• [Work to complete]
In the records below, find the line with "target | boulder" and the line with "target | dark wet rock"; return exactly those lines and every line between them.

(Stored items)
○ ○ ○ ○

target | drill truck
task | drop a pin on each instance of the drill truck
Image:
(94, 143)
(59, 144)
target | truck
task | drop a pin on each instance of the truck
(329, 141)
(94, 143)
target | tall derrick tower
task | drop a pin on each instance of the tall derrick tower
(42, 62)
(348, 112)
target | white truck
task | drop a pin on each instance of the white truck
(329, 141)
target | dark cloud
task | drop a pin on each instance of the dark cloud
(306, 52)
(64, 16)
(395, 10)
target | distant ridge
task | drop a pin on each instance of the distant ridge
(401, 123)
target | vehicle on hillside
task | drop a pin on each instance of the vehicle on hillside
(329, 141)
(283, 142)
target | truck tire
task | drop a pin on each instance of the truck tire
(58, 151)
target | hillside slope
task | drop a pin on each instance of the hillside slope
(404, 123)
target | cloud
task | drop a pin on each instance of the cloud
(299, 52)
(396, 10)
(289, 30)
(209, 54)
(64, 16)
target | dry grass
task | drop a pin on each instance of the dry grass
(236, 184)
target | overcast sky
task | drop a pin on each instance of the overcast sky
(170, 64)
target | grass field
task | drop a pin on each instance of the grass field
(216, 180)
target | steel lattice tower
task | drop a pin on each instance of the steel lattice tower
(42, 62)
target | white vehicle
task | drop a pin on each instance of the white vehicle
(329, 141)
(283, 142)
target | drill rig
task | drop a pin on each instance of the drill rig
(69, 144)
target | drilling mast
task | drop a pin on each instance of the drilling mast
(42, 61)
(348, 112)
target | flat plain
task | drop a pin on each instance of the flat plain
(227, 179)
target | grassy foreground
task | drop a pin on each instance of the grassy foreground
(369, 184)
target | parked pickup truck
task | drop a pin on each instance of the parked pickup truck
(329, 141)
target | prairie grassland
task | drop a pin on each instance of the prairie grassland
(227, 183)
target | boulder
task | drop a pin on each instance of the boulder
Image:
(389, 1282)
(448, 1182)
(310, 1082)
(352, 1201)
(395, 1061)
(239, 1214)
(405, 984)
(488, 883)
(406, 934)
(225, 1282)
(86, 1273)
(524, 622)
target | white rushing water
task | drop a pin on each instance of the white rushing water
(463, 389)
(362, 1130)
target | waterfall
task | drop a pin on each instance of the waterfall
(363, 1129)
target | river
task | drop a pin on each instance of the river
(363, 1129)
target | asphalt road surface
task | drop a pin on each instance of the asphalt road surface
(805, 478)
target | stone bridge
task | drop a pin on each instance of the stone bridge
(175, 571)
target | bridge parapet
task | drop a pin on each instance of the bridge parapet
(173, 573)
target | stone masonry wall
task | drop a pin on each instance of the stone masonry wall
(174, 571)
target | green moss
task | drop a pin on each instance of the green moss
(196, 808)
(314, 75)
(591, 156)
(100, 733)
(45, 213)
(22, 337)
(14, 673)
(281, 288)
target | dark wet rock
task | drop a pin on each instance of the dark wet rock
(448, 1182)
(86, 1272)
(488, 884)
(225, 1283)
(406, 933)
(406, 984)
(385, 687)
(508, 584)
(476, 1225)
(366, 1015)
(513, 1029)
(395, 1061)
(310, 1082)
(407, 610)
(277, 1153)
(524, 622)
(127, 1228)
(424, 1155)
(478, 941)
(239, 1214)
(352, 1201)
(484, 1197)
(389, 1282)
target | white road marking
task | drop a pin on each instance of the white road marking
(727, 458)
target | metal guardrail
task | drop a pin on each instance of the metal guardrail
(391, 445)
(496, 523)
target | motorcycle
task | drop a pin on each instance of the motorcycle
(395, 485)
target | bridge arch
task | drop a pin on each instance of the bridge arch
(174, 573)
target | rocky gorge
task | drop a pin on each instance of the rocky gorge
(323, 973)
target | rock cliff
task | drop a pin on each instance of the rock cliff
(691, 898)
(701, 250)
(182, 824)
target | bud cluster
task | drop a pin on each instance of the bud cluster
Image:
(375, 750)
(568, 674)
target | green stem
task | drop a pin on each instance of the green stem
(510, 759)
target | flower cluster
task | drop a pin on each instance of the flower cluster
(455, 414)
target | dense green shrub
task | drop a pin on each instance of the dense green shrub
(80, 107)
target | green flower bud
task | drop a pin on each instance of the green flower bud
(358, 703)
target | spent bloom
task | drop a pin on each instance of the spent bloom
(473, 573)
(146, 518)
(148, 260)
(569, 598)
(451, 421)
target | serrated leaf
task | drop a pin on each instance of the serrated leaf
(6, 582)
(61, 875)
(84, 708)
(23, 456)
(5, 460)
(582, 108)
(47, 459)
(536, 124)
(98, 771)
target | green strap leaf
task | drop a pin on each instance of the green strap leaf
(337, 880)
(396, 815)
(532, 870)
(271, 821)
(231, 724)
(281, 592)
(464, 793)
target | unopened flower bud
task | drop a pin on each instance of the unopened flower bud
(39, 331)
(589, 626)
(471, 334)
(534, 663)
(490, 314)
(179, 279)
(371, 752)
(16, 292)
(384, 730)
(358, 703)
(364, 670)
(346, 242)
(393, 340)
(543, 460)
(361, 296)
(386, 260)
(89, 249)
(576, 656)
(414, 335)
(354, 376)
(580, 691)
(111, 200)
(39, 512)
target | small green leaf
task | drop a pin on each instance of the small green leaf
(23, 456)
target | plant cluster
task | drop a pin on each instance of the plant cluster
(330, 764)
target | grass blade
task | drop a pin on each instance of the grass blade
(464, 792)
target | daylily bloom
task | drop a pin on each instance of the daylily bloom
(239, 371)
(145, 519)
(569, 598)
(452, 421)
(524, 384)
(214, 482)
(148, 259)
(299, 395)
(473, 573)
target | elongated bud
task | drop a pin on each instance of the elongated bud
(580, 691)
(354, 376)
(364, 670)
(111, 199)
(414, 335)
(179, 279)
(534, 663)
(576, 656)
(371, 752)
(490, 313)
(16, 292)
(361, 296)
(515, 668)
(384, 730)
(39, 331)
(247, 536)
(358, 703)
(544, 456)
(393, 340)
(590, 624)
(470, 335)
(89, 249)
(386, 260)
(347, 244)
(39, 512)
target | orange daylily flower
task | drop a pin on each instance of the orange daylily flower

○ ○ ○ ○

• [Task output]
target | boulder
task | drop a pin on each instance of the boulder
Image:
(389, 1282)
(448, 1182)
(310, 1082)
(352, 1201)
(395, 1061)
(239, 1214)
(405, 984)
(488, 883)
(406, 934)
(225, 1282)
(86, 1273)
(524, 622)
target | white rushing water
task | drop a pin on each instance of the white rushing water
(463, 389)
(362, 1130)
target | waterfall
task | drop a pin on each instance of the waterfall
(363, 1129)
target | river
task | drop a pin on each instance of the river
(363, 1129)
target | asphalt road surface
task | drop a pin on each instance of the asphalt road surface
(805, 478)
target | stone bridge
task | drop a pin on each instance of the stone bridge
(175, 571)
target | bridge parapet
task | drop a pin on each instance of the bridge parapet
(173, 573)
target | stone masonry wall
task | drop a pin on each instance of the stone masonry wall
(174, 571)
target | green moss
task | drop a pin on each instance of the green moss
(196, 808)
(314, 75)
(591, 156)
(100, 733)
(45, 213)
(22, 337)
(14, 673)
(281, 288)
target | dark wet rock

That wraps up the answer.